REQUIRED WORK: Nothing but the records, repeated exactly, should form the response.

Records from a dataset:
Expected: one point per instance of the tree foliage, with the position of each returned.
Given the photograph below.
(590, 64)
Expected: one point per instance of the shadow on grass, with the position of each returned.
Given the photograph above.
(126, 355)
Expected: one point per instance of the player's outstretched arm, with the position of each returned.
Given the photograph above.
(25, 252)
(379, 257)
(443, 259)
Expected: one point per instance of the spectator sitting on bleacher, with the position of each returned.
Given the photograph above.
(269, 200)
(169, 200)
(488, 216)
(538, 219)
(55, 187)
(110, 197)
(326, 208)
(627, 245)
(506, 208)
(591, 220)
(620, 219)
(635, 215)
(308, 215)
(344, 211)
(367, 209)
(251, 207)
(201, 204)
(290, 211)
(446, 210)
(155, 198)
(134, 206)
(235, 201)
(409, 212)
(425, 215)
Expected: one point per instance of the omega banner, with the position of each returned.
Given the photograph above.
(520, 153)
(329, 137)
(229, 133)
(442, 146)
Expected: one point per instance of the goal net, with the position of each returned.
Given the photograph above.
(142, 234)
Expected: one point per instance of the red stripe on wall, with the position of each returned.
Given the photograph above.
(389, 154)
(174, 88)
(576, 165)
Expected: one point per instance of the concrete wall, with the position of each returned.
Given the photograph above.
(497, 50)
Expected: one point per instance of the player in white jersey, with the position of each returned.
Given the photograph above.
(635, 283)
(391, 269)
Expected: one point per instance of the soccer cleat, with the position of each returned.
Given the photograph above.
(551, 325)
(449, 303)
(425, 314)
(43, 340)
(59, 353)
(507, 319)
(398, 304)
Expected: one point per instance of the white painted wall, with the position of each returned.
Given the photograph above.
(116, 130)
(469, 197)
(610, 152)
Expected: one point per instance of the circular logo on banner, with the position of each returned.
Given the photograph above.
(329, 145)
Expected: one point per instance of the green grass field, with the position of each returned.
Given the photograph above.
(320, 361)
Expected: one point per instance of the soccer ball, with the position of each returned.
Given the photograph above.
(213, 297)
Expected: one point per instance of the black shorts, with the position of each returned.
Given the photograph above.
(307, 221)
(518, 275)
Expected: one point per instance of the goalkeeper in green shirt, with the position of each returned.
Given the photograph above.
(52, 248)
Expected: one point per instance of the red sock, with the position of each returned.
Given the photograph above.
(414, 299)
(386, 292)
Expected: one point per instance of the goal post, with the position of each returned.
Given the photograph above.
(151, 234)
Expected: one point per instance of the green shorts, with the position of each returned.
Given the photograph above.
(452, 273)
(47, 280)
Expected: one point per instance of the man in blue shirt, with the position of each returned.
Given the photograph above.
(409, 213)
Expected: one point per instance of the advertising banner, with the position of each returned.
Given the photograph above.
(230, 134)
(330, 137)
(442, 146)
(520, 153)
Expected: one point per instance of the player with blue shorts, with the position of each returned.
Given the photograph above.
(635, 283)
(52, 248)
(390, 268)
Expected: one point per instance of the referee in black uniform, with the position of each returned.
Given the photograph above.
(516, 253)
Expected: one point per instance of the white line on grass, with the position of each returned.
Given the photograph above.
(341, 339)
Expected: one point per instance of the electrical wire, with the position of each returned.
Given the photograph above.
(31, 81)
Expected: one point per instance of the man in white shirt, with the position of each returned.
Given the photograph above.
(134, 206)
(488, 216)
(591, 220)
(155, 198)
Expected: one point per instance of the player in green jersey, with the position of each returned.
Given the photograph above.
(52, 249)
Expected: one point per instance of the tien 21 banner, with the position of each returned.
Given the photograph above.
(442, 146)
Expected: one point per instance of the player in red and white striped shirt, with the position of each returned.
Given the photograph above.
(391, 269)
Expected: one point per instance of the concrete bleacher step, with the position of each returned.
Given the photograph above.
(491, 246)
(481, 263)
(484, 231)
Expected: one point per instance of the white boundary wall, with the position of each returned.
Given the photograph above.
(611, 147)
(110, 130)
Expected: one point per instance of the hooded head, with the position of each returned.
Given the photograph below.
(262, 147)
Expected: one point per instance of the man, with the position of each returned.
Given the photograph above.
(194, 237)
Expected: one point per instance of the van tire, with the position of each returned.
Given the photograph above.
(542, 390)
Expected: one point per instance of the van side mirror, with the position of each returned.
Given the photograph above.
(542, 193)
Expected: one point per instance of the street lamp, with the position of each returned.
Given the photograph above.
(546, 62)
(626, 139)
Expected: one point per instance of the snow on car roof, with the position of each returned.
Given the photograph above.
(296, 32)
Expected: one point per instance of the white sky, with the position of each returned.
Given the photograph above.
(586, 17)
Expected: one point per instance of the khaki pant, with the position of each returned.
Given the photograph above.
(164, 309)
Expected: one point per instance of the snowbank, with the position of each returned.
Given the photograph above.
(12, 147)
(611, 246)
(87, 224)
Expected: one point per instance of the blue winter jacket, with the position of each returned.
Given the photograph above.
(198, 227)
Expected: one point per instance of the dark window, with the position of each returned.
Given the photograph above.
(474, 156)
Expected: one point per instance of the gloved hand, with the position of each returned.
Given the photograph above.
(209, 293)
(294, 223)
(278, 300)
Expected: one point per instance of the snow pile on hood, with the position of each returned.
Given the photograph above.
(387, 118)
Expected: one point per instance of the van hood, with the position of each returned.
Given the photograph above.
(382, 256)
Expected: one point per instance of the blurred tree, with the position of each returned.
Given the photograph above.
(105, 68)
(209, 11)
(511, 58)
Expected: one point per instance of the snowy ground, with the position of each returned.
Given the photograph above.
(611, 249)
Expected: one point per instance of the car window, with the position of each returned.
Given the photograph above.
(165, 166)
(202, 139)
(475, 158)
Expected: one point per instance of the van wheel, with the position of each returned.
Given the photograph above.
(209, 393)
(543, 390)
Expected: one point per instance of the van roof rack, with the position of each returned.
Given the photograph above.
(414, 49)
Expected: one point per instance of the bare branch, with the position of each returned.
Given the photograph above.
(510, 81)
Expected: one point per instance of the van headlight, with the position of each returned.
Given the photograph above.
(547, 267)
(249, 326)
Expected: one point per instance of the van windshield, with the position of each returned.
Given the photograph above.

WRITTEN SOLUTION:
Expected: one point per instance of the tree foliage, with the position of each returned.
Given the photograph below.
(590, 64)
Expected: one point per instance of the shadow on grass, with the position of each returned.
Given the photograph above.
(126, 355)
Expected: one point per instance of the player's outstretched arm, with the position of each returned.
Given the photograph above.
(25, 252)
(379, 257)
(443, 259)
Expected: one point per instance of the spectator sitting on bleacher, with the position of each returned.
Given the photograph above.
(269, 200)
(169, 200)
(488, 216)
(538, 219)
(55, 187)
(110, 197)
(326, 208)
(627, 245)
(506, 208)
(591, 220)
(620, 219)
(635, 215)
(308, 215)
(344, 211)
(367, 209)
(251, 207)
(201, 204)
(290, 211)
(446, 210)
(155, 198)
(134, 206)
(235, 201)
(409, 212)
(425, 215)
Expected: one point per instance of the omega banner, with the position of each returned.
Given the photograph above.
(520, 153)
(329, 137)
(229, 133)
(442, 146)
Expected: one point per instance of the goal net, with the position of each returned.
Given the photograph above.
(142, 234)
Expected: one point per instance of the red stripe on wall, with the position of each returned.
Given the photograph above.
(389, 154)
(174, 88)
(576, 165)
Expected: one point per instance of the concrete wall, with the position of each returned.
Given the photograph above.
(497, 50)
Expected: one point per instance of the player in white jersey, with the position of each returned.
Given the photograph above.
(635, 283)
(391, 269)
Expected: one point per instance of the soccer cleat, with the position of each returned.
Given the photograph above.
(551, 325)
(449, 303)
(425, 314)
(43, 340)
(59, 353)
(507, 319)
(398, 304)
Expected: one point per instance of the white painted wall, with the position of each returned.
Given the photograph above.
(116, 130)
(469, 197)
(610, 152)
Expected: one point per instance of the circular logo on banner, with the position of each returned.
Given the photograph above.
(329, 145)
Expected: one point per instance of the green grass field, with the position of each returned.
Given the photograph above.
(320, 361)
Expected: one point per instance of the soccer ball, with the position of each returned.
Given the photograph above.
(213, 297)
Expected: one point per instance of the black shorts, with the position of each returned.
Given the photograph above.
(307, 221)
(518, 275)
Expected: one point per instance of the goalkeeper in green shirt, with the position of each returned.
Given the photograph above.
(52, 248)
Expected: one point per instance of the red sock, with the position of each returned.
Given the photograph above.
(414, 299)
(386, 292)
Expected: one point per instance of the goal post, with the position of each returned.
Given the photograph above.
(151, 234)
Expected: one point per instance of the green shorts, with the position of each returned.
Given the photograph above.
(452, 273)
(47, 280)
Expected: one point per instance of the man in blue shirt, with the position of each returned.
Given the photograph above.
(409, 213)
Expected: one point per instance of the advertising banner, with the position of each returned.
Given the photograph above.
(230, 134)
(330, 137)
(442, 146)
(520, 153)
Expected: one point per instance of the player with blue shorts, with the position of each returned.
Given the photograph above.
(635, 283)
(52, 248)
(390, 268)
Expected: one point per instance of the referee in black uniform, with the position of each returned.
Given the photograph above.
(516, 253)
Expected: one point per instance of the white line on grass, with the position of each returned.
Given the photograph above.
(341, 339)
Expected: one point per instance of the electrical wire, with the position of each returned.
Given the photograph above.
(31, 81)
Expected: one point per instance of the man in white shirt, with the position of each returned.
Given the photograph above.
(134, 206)
(488, 216)
(591, 220)
(155, 198)
Expected: one point per instance of the player in green jersey, with the position of each returned.
Given the photograph above.
(52, 249)
Expected: one point per instance of the tien 21 banner, with the position of each returned.
Given the photograph above.
(442, 146)
Expected: one point per instance of the player in red and white striped shirt, with the position of each returned.
Given the photograph above.
(391, 269)
Expected: one point per instance of the concrete bleacher step, with the position of each returned.
Given the photograph above.
(491, 246)
(481, 263)
(484, 231)
Expected: one point per instance of the white boundary wall, with the position of each returned.
Given the photograph above.
(611, 147)
(110, 130)
Expected: one point per instance of the hooded head, with the position of each returned.
Given the photograph below.
(262, 147)
Expected: one point per instance of the man, with the position of each returned.
Given the photograph above.
(194, 237)
Expected: one point per instance of the van tire, with the position of each returned.
Given the photograph above.
(542, 390)
Expected: one point per instance of the van side mirror, with the position of each returned.
Given the photograph above.
(542, 193)
Expected: one point per instance of the street lamp, with the position of each returned.
Given the photograph above.
(546, 62)
(626, 139)
Expected: one point per instance of the snow on car roof, with the position of each returned.
Given the photograph above.
(296, 32)
Expected: one point per instance of the white sky, with the position of each returned.
Given the photograph above.
(586, 17)
Expected: one point per instance of the khaki pant, with the position of each returned.
Given the photograph above.
(164, 309)
Expected: one point per instance of the snowbank, with the position of each returned.
Given the photograph above.
(12, 147)
(611, 246)
(87, 224)
Expected: one point per instance of the blue winter jacket, with the position of each returned.
Given the photograph above.
(198, 227)
Expected: one point per instance of the dark window, with the position of each returned.
Given the photograph above.
(474, 156)
Expected: one point per instance of the gloved hand, with the position of each returned.
Given the photograph above.
(209, 293)
(294, 223)
(278, 300)
Expected: one point per instance of the snow pile on hood, with the position of each returned.
Given the photograph above.
(387, 118)
Expected: one point per instance of the van hood, with the position of each returned.
Given the photograph above.
(382, 256)
Expected: one point per instance of the blurred tree, with the position of each returned.
Given the photograph above.
(105, 68)
(209, 11)
(511, 58)
Expected: one point per instance of the snowy ground, with the position of each returned.
Given the photograph above.
(611, 249)
Expected: one point per instance of the car window, with the position of each returned.
Given the photograph above.
(165, 166)
(202, 139)
(475, 158)
Expected: one point per instance of the van wheel, with the position of each returned.
Given the photograph above.
(209, 393)
(543, 390)
Expected: one point per instance of the van roof rack, with the position of each returned.
Given the photograph above.
(414, 49)
Expected: one point per instance of the bare branch, with the position of each returned.
Given the photograph above.
(510, 81)
Expected: one point per instance of the van headlight, with the position of each returned.
Given the photograph above.
(547, 267)
(249, 326)
Expected: one point per instance of the van windshield, with the position of each returned.
Given the photograph above.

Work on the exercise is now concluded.